▶ _AUSZUG AUS QUELLE_:
"""

Trägerhosen kann ich für drunter in der Jahreszeit sehr empfehlen.
Damit komme ich sehr gut durch den Winter.


----------



## MTB-News.de




----------



## pat (13. Februar 2014)

bh46 schrieb:


> Ich habe mit dem Gedanken gespielt, mir eine Hose mit Trägern zu kaufen, da hier die Nierengegend mit von der Hose abgedeckt wird. Ich habe allerdings hier im Forum schon gelesen, dass diese Hosen, die hauptsächlich bei Rennradfahrern gebräuchlich sind, für Moutainbiker eher ungeeignet sind. Was mein ihr dazu ?


Trägerhosen taugen auf dem Bike sehr gut für'n Winter, wie mein Vorredner schon erwähnte. Ich sehe keinen Grund, weshalb die für Biken nicht taugen sollten. Das Rennradzeugs scheint mir oftmals sogar funktionieller und sinnvoller als viele Bikeklamotten, die mehr Wert auf Style denn auf sinnvolle Funktionalität legen. Z.B. taugen Sitzpolster oft nicht viel, während diese bei Rennradhosen idR gut sind. Ich hab eine rel. dicke und warme Rennrad-Trägerhose als übliche Unterschicht im Winter auf dem Bike. Da rutscht nichts hoch und der Nierenbereich hat warm und ist vor Zugluft geschützt. Darüber Enduro-Shorts, als zusätzlicher Schutz und - zugegeben - wegen der Optik.

Gruss pat


----------



## damage0099 (13. Februar 2014)

Dito!


----------



## bh46 (13. Februar 2014)

Super ! Vielen Dank euch ! Ich werde mich nach einer entsprechenden Hose umsehen.


----------



## dorfmann (13. Februar 2014)

Also da würde ich mir einfach einen dünnen Neoprennierengurt zulegen, wie man ihn zum Motorradfahren benutzt:
https://www.google.de/search?q=nierengurt neopren&ie=utf-8&oe=utf-8&rls=org.mozilla:defficial&client=firefox-a&gfe_rd=ctrl&ei=JZ78UozpMI2qtQaaxIFA&gws_rd=cr#q=nierengurt neopren&rls=org.mozilla:defficial&tbm=shop

Die Dinger sind leicht und ziemlich dünn, ich kann mir nicht vorstellen, daß die beim biken besonders stören.
Gibts in jedem Motorradladen.


----------



## Baxter75 (13. Februar 2014)

mache es auch so wie pat .. wenn es dir dann immer noch nich reicht ,könntest es ja mal mit nem Nierengurt probieren


----------



## branderstier (13. Februar 2014)

"""

▶ _DATENZEILEN_:
"""

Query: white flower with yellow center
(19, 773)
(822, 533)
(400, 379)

"""

Setze den Forumsthread über Trägerhosen fürs Mountainbiken im Winter im Anschluss an seine letzte Zeile fort.

▶ _ANTWORT ZUR AUFGABE_:
Hatte früher auch oft die gleichen Probleme wie du, immer Schmerzen in der Nierengegend bei Kälte.
Habe dann auch in einem Motorradladen einen dünnen Nierengurt geholt. Das war sehr gut und die Probleme waren weg.

Grüße Peter


----------



## RetroRider (13. Februar 2014)

Thermo-Trägerhose drunter ziehen ist wirklich die beste Lösung. Ich hab eine von Rose ohne Sitzpolster. Mit Sitzpolster müsste man die Hose nach jeder Fahrt waschen. Stattdessen habe ich einfach einen Stapel Sitzpolster-Unterhosen.
Speziell für die Nieren gibt's aber auch noch was: http://www.roseversand.de/artikel/loeffler-nierengurt-fleece/aid:96281 (Achtung, nicht zu groß nehmen. M entspricht XL bei Hosen.)
Man kann natürlich auch Beides kombinieren.


----------



## dabi (14. Februar 2014)

Santini Winter Breeze.Gibts bei bike o bello.Seit dem habe ich keine Bauchschmerzen vorKälte,und sie schließt super weit oben.


----------



## Mx343 (14. Februar 2014)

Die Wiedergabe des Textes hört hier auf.